## Task description
Pull out each line in the items below that contains the string "leggings", and copy those lines unchanged.

## Excerpted records
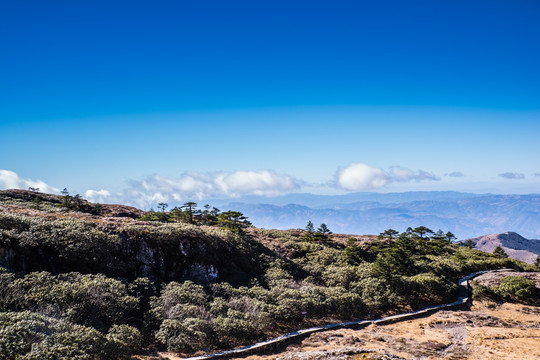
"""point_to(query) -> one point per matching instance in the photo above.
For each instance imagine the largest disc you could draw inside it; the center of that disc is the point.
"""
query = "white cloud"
(455, 174)
(359, 176)
(197, 186)
(512, 176)
(97, 196)
(10, 180)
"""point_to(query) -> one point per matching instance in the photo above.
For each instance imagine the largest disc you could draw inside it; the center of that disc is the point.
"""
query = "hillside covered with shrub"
(89, 281)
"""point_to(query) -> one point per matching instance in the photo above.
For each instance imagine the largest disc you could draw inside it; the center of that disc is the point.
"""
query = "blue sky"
(140, 101)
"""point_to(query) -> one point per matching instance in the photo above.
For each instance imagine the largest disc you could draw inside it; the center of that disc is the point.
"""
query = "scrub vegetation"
(77, 285)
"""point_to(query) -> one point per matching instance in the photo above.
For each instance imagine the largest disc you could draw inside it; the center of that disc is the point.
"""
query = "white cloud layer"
(197, 186)
(359, 176)
(512, 176)
(97, 196)
(10, 180)
(455, 174)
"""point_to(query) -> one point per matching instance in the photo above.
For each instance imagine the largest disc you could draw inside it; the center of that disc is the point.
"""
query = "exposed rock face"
(515, 245)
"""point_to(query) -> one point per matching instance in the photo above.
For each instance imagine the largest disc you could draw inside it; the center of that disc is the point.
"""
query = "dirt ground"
(487, 331)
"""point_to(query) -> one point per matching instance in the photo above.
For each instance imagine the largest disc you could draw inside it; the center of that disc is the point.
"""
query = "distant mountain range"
(515, 245)
(466, 215)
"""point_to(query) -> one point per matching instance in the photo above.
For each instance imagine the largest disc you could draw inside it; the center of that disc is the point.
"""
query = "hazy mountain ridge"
(466, 215)
(515, 245)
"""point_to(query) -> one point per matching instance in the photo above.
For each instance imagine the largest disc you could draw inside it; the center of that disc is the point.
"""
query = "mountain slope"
(465, 215)
(515, 245)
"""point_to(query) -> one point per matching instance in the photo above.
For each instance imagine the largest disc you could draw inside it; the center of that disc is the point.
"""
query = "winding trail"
(464, 294)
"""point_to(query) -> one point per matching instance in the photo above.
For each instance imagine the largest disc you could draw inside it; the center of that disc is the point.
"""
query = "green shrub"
(517, 288)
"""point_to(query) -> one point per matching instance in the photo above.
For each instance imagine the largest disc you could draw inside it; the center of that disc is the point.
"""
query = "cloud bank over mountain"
(360, 176)
(10, 180)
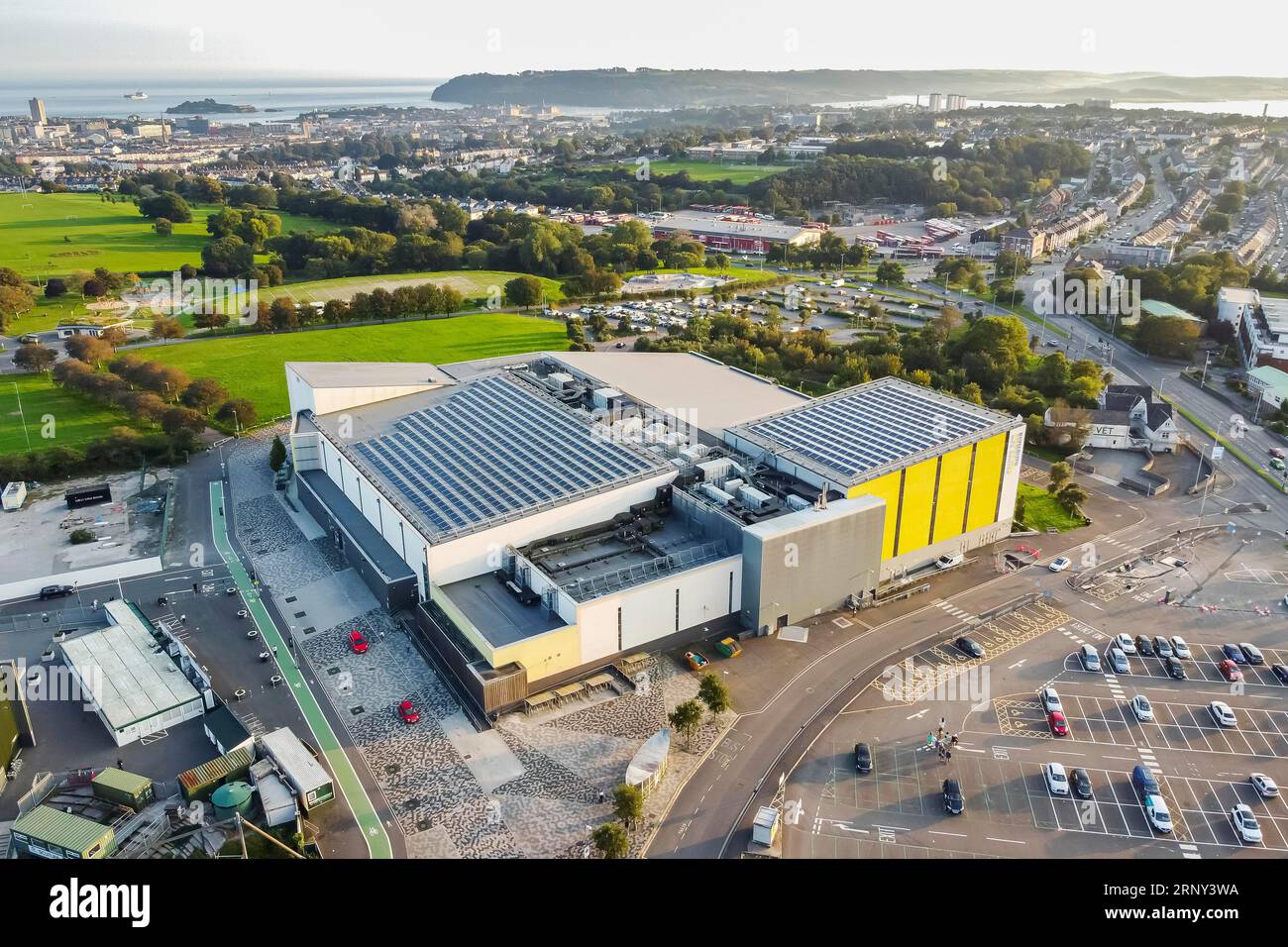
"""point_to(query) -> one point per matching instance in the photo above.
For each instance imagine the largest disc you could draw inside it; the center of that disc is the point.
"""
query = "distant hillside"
(671, 89)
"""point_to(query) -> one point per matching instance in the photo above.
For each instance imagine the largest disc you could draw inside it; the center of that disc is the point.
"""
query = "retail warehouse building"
(546, 514)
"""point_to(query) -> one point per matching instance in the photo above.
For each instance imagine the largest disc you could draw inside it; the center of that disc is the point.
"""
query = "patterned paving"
(567, 761)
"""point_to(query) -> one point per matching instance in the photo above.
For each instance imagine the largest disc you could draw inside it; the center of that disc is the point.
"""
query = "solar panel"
(870, 427)
(490, 450)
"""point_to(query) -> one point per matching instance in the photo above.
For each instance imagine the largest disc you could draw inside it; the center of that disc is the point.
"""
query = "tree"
(1060, 474)
(889, 273)
(715, 693)
(687, 718)
(523, 290)
(629, 804)
(165, 328)
(88, 350)
(176, 419)
(35, 357)
(167, 205)
(1072, 496)
(610, 840)
(204, 393)
(275, 454)
(237, 411)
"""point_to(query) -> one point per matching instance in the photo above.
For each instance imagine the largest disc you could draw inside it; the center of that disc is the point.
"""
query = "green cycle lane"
(377, 841)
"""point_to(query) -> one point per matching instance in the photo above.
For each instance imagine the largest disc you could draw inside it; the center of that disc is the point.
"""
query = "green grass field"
(468, 282)
(702, 170)
(56, 235)
(1042, 512)
(75, 419)
(250, 367)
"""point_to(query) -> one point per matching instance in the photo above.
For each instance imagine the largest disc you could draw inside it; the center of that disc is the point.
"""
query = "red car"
(1059, 725)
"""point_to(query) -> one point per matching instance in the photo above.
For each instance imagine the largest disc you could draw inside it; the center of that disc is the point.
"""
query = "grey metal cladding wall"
(810, 569)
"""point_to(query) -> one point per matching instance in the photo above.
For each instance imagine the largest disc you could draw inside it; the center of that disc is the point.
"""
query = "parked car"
(1223, 714)
(1265, 787)
(953, 800)
(1252, 652)
(1119, 661)
(1245, 823)
(1090, 659)
(1055, 779)
(1057, 723)
(1157, 813)
(1141, 707)
(1144, 783)
(862, 758)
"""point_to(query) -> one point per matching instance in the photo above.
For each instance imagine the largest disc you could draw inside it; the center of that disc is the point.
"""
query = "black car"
(863, 758)
(953, 801)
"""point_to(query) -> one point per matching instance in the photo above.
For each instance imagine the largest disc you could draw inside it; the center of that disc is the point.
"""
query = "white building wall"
(481, 552)
(649, 611)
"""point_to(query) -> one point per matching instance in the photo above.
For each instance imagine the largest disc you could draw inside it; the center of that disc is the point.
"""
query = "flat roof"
(473, 454)
(861, 432)
(694, 388)
(295, 761)
(368, 373)
(500, 617)
(63, 828)
(136, 680)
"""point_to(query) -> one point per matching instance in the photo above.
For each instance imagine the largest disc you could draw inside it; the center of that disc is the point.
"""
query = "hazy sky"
(51, 43)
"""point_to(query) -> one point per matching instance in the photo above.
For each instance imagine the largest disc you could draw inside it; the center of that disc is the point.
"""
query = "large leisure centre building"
(546, 514)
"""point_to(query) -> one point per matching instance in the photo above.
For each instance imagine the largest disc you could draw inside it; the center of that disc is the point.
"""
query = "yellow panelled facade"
(918, 513)
(888, 488)
(951, 499)
(986, 482)
(918, 501)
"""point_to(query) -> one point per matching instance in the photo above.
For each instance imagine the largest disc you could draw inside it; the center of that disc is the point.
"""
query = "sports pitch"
(56, 235)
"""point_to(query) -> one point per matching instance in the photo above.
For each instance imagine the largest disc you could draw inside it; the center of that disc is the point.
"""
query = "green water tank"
(232, 797)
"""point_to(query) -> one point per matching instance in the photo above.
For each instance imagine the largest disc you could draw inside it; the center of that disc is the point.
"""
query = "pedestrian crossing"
(961, 613)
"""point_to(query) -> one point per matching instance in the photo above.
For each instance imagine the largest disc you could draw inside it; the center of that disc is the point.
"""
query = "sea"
(286, 102)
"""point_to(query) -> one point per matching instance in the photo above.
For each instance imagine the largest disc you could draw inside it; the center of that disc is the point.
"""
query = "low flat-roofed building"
(133, 685)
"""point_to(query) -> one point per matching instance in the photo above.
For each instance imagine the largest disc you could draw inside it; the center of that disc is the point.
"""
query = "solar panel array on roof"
(870, 427)
(492, 449)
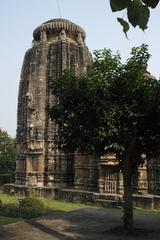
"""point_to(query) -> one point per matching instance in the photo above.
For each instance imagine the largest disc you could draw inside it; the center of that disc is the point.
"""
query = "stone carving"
(62, 35)
(43, 36)
(80, 40)
(36, 133)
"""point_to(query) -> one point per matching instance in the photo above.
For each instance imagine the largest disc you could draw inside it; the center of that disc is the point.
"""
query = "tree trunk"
(128, 183)
(128, 199)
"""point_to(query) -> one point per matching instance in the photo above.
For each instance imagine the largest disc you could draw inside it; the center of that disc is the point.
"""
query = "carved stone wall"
(57, 45)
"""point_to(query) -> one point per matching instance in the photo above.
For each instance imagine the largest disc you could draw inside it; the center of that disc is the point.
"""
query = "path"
(83, 224)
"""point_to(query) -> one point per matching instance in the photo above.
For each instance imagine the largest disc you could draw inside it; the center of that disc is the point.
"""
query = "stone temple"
(57, 45)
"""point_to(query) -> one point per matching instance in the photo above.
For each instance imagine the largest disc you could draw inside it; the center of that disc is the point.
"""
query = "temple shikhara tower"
(58, 45)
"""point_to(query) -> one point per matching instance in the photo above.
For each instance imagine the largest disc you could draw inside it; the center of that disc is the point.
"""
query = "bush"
(9, 210)
(6, 178)
(31, 207)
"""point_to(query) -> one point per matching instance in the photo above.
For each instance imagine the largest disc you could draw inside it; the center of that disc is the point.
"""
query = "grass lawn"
(51, 206)
(8, 220)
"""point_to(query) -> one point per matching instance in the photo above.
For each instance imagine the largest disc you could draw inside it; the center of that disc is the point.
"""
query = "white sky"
(18, 19)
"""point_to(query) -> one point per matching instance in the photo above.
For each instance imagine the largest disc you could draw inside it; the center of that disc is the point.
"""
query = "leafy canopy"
(100, 111)
(138, 12)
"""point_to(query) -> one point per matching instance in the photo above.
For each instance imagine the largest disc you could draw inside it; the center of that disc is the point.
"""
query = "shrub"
(31, 207)
(9, 210)
(6, 178)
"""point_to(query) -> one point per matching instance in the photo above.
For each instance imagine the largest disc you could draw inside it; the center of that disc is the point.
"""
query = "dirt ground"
(83, 224)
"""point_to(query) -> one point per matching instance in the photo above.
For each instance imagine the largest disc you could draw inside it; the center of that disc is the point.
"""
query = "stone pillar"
(86, 172)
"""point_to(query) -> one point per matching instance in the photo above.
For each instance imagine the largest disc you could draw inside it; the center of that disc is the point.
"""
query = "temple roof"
(56, 25)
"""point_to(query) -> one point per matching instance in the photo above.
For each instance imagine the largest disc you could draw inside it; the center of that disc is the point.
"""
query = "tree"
(7, 153)
(138, 12)
(114, 107)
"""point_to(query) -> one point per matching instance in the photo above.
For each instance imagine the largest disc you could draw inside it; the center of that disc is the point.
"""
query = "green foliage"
(114, 107)
(6, 178)
(31, 207)
(7, 153)
(9, 209)
(138, 12)
(99, 111)
(124, 24)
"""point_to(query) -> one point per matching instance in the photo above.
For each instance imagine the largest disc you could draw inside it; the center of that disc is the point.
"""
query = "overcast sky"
(18, 19)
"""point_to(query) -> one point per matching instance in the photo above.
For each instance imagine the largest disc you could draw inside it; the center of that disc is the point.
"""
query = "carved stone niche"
(62, 35)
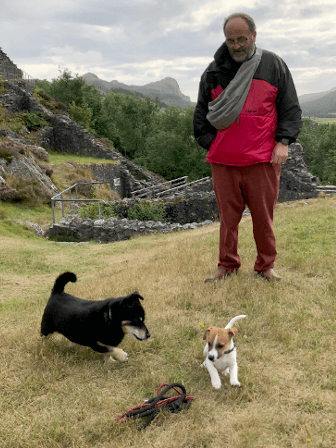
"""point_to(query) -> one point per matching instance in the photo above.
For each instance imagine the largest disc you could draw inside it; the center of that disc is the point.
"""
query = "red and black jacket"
(271, 111)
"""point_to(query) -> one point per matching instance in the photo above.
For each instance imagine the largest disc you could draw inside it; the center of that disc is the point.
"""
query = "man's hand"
(280, 154)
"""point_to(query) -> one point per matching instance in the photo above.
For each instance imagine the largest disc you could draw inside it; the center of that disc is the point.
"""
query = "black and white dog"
(100, 325)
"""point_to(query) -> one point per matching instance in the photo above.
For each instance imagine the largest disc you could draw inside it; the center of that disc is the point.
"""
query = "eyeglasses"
(240, 41)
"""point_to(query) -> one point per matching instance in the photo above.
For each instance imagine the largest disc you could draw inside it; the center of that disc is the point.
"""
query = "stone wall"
(296, 182)
(110, 230)
(7, 68)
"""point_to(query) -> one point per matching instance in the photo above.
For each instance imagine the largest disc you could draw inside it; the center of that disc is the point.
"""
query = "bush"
(147, 211)
(10, 150)
(91, 211)
(34, 120)
(39, 153)
(49, 102)
(85, 190)
(30, 192)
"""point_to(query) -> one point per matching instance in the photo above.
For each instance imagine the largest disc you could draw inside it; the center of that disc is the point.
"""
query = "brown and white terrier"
(220, 353)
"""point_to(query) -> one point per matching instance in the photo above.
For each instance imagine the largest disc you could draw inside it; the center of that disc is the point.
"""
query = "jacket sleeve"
(288, 107)
(204, 132)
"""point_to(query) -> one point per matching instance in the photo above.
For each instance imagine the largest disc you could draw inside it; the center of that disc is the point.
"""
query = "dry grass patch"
(286, 346)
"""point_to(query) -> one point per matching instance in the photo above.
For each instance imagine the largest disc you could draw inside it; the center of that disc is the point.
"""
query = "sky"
(142, 41)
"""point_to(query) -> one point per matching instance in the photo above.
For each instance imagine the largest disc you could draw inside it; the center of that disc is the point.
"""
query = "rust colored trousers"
(257, 186)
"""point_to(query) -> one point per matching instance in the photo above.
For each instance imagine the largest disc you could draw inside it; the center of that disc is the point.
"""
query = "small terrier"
(220, 353)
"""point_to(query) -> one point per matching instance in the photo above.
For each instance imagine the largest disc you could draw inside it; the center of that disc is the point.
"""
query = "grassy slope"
(286, 346)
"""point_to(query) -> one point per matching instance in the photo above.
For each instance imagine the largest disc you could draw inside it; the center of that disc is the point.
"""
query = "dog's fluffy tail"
(234, 320)
(62, 280)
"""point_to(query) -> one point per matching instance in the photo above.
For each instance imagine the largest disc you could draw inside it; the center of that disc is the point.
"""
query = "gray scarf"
(224, 110)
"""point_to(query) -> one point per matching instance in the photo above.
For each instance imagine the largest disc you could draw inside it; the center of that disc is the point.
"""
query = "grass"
(286, 346)
(324, 120)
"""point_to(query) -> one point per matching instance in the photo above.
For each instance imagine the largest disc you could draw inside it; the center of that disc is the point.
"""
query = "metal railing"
(182, 187)
(71, 200)
(157, 188)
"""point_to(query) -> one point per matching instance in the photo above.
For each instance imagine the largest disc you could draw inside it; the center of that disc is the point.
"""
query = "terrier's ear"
(206, 334)
(232, 332)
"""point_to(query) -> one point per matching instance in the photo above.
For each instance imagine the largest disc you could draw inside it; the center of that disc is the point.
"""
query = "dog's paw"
(119, 355)
(216, 383)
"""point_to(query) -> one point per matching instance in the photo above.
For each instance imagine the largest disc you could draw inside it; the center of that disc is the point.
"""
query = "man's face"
(235, 29)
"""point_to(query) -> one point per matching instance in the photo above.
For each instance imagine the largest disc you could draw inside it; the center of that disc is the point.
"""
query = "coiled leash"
(152, 407)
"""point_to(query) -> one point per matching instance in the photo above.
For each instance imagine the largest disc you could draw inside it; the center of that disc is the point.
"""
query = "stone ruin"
(186, 206)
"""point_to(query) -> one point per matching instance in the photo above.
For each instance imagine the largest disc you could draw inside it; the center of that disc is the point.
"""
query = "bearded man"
(247, 113)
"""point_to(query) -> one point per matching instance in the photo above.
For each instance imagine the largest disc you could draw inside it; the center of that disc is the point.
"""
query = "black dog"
(100, 325)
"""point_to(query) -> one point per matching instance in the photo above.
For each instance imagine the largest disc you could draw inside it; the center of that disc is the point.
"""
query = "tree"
(128, 121)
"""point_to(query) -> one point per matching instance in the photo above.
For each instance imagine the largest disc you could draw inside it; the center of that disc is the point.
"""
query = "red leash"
(152, 407)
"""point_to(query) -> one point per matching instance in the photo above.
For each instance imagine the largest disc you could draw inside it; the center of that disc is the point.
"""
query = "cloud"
(140, 41)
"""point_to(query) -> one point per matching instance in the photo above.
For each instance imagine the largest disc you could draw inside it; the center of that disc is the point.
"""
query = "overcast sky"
(141, 41)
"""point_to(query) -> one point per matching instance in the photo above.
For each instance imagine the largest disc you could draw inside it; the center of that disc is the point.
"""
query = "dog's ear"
(232, 332)
(206, 333)
(136, 295)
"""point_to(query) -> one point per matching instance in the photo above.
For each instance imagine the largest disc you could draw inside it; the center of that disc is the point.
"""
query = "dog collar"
(229, 351)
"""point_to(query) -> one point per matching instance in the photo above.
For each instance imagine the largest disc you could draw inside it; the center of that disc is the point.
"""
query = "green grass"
(65, 397)
(324, 120)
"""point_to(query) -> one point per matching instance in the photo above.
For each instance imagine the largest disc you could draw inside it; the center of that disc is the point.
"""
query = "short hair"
(240, 15)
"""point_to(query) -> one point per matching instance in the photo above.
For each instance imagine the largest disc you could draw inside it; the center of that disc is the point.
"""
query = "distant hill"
(167, 90)
(322, 104)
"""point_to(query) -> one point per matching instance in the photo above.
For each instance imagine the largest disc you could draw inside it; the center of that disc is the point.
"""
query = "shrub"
(49, 102)
(39, 152)
(8, 194)
(91, 211)
(85, 190)
(46, 169)
(10, 150)
(147, 211)
(34, 120)
(30, 192)
(2, 85)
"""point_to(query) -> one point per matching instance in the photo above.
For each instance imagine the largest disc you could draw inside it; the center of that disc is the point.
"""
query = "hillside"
(322, 104)
(166, 90)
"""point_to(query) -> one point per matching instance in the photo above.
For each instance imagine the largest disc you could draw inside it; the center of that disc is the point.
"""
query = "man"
(247, 113)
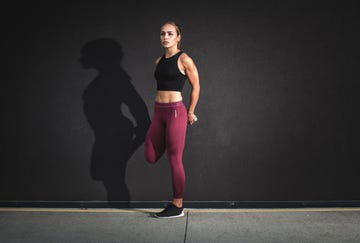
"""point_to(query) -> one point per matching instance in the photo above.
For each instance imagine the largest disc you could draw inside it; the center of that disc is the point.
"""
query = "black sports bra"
(167, 74)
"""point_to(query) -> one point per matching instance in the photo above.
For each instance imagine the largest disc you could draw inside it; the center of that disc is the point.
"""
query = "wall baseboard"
(187, 204)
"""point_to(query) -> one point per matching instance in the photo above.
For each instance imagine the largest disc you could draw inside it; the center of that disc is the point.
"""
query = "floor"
(198, 225)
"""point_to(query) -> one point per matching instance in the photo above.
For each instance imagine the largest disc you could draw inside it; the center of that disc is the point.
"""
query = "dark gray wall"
(278, 113)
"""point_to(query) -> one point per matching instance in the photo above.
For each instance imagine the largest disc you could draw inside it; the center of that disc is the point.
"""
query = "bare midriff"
(163, 96)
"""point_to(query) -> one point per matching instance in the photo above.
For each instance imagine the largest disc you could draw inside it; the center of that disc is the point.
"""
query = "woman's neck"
(171, 51)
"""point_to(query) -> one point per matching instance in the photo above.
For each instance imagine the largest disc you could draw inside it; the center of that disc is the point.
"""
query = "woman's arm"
(193, 77)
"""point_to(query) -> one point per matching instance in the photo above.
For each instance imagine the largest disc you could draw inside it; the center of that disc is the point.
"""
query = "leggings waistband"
(170, 104)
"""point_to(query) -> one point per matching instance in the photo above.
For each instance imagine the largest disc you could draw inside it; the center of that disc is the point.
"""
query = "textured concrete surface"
(211, 225)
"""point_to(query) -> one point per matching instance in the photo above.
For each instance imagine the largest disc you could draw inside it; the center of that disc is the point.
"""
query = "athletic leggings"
(167, 132)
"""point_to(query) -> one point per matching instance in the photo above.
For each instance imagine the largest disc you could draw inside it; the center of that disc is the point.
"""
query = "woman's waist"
(164, 96)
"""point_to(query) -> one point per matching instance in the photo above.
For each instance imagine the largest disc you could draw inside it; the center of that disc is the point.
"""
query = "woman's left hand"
(192, 118)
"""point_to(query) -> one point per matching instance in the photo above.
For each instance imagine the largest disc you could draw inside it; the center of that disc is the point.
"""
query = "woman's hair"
(177, 28)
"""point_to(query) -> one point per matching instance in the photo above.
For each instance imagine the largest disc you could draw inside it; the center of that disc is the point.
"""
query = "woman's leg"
(154, 146)
(175, 142)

## Response to the task
query = "leggings waistband"
query = "athletic leggings"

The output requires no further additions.